**Required action:**
Resume the article on the Cass County flu vaccination clinics below, carrying it forward from its final sentence.

**Selected text:**
* * * * *

Cass County COA to host flu vaccination clinics
DOWAGIAC — The Van Buren Cass Health Department and the Cass County Council on Aging are teaming up to help protect area residents — particularly senior citizens — from the upcoming flu season.
Next week, the COA will be hosting two flu vaccine clinics. The first will be 9 to 10:30 a.m. Tuesday at Howard Township Hall, 1345 Barron Lake Road, Niles. The second will be 9 to 11 a.m. Wednesday at Front Street Crossing, 227 S. Front St., Dowagiac. Cost is $41, or $70 for a high dose vaccine, which is recommended for adults 65 and older. The vaccine is covered by Medicare Part B and many other insurance companies. Though walk-ins are welcome, it is recommended that interested parties call the COA at (269) 445-8110 to schedule an appointment.
“We have done this at least 15 years, maybe even longer,” said Sandi Hoger, an organizer with the COA. “Getting the flu shot is very important for our community, and we like to provide an easy place for people to come and get it.”
Hoger said it is the mission of the COA to keep the Cass County community — and particularly the senior population healthy and active, which is why partnering with the health department on the flu vaccine clinic is a good fit for the organization.
“We provide a lot of programs and information and other ways to keep our seniors safe and healthy,” she said. “That is why we do.”
Medical Director for the Van Buren Cass Health Department Dr. Larry Wile said that the health department was grateful to the COA for partnering with them and helping to make flu shots more accessible to the general population.
“One of the missions of the health department is to promote health, and these clinics are a perfect opportunity to do that,” he said. “The flu is a preventable disease and the vaccination clinic can help build the health of the community and the population.”

* * * * *

**Information supplied:**

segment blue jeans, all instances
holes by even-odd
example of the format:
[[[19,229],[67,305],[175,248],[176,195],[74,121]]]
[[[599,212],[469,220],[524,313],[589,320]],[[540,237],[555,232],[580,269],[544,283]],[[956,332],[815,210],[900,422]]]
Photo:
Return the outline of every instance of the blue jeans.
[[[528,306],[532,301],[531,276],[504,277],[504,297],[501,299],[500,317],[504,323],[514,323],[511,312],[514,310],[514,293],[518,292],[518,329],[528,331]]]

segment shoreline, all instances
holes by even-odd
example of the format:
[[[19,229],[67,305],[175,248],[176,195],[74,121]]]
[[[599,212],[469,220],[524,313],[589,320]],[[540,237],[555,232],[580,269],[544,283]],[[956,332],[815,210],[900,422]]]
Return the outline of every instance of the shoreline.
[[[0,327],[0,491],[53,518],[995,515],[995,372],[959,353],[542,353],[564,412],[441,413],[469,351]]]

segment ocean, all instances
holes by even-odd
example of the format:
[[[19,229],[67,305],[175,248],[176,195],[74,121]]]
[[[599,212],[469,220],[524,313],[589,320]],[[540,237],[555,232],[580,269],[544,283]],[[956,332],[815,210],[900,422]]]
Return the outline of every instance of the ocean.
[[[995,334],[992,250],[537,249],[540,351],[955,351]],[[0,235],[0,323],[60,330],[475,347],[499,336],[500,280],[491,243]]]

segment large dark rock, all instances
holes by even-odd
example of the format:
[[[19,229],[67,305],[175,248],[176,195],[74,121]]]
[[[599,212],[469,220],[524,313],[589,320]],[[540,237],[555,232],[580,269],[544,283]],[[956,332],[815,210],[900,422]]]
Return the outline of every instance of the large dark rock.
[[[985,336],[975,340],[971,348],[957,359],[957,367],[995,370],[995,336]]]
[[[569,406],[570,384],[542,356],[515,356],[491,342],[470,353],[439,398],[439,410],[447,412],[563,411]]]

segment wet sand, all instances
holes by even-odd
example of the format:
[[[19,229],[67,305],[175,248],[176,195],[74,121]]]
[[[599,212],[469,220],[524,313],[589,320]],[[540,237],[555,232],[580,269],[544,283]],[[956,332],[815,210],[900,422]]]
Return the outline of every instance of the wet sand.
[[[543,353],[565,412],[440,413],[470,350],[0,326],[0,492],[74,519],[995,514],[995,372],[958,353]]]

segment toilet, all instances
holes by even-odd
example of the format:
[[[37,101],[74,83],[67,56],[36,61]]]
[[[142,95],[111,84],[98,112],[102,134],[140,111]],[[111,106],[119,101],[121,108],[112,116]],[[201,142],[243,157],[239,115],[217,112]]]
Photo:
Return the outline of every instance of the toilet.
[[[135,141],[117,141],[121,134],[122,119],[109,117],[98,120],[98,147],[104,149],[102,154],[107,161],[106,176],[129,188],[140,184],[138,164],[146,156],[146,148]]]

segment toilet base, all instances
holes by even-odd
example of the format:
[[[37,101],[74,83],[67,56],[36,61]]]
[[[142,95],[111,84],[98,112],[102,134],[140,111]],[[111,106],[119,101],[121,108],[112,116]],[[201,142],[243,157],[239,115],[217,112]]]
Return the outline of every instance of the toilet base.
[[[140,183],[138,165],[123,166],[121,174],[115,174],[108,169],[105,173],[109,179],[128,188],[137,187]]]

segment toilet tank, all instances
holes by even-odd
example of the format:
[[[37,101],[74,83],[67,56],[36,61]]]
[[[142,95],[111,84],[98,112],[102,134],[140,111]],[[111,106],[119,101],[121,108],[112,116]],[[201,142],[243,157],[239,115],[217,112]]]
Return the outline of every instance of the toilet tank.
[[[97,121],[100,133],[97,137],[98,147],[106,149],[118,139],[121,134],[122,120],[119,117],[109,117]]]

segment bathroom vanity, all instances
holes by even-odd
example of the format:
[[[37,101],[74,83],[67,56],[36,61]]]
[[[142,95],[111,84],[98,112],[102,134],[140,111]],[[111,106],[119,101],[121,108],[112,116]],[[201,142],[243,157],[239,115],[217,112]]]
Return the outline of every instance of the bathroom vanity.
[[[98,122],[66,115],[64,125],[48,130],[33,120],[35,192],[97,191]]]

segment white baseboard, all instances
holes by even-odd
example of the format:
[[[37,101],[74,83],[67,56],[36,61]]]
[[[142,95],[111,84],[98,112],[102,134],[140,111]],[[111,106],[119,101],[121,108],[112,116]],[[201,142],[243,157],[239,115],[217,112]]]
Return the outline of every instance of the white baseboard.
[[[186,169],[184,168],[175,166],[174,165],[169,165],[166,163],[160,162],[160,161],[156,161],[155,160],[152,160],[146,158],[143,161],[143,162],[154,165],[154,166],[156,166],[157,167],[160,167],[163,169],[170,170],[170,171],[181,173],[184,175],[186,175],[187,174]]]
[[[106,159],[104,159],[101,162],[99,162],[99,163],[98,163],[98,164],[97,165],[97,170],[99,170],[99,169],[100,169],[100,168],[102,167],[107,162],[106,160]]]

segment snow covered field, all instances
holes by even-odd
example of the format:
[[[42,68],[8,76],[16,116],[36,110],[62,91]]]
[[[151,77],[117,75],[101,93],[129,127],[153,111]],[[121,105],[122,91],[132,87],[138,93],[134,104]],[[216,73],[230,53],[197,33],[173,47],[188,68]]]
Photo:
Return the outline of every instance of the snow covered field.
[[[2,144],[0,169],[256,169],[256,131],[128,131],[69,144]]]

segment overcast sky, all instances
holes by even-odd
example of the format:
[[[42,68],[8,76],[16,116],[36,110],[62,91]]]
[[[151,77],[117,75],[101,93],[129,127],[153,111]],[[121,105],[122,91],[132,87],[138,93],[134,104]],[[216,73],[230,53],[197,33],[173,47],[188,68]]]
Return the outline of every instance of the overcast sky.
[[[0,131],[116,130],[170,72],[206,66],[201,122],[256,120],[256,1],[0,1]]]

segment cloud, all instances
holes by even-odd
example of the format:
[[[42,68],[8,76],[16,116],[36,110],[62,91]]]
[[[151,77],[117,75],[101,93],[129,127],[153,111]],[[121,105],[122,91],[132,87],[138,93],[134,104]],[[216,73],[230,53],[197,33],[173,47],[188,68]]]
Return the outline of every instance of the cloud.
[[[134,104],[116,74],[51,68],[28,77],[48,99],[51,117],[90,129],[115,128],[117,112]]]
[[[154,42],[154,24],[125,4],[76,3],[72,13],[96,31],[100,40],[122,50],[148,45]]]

* * * * *

**Output of the exercise:**
Wile added that the partnership with the COA was also fortunate because the COA markets to the senior population, which is more susceptible to the flu and ensuing complications.
“Some groups that are more at risk for severe consequences of the flu are the elderly, the very young, newborns and infants, people that have compromised immune systems and people that have lung diseases,” he said. “Seniors’ immune systems are usually not as strong as they were when they were younger, so if they get the flu, it can be more serious or more lethal.”
The Center for Disease Control agrees that it is important for seniors to get a flu shot. Not only are seniors at a higher risk of flu related complications than the young, it is estimated that between about 70 percent and 85 percent of seasonal flu-related deaths have occurred in people 65 years and older and between 54 percent and 70 percent of seasonal flu-related hospitalizations have occurred among people in that age group, according to the CDC data collected from 2005 to 2011.
Wile said he would encourage anyone to attend the COA’s vaccination clinics next week in order to prevent themselves from being compromised by the upcoming flu season.
“We recommend that everyone get vaccinated, but especially those [compromised] groups should get vaccinated,” he said. “It is an important step in keeping our communities healthy.”